(WORK TASK)
Restate every line of the material that follows, word for word.

(SOURCE MATERIAL)
::::::

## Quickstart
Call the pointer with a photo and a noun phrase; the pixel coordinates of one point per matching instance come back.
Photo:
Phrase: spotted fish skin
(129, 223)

::::::

(ANSWER FOR THIS EXERCISE)
## Quickstart
Call the pointer with a photo and a noun phrase; the pixel coordinates of one point per matching instance come back.
Photo:
Phrase: spotted fish skin
(129, 223)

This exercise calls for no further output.